[Dataset items]
<<<<
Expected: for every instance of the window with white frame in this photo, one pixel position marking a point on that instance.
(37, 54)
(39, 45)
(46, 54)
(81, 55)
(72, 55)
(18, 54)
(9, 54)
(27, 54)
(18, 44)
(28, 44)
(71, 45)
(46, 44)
>>>>
### [AIM]
Rescale the data above by writing out every line again, request line included, with each point coordinate multiplied by 0.35 and rounded to a whole number, halves rounding up.

### [COMPLETED EXERCISE]
Expected: for every instance of the window with white frame in this photo, one pixel position marking a point on that instance.
(13, 19)
(14, 16)
(16, 19)
(28, 19)
(25, 19)
(6, 19)
(3, 19)
(9, 19)
(6, 15)
(10, 15)
(25, 16)
(16, 15)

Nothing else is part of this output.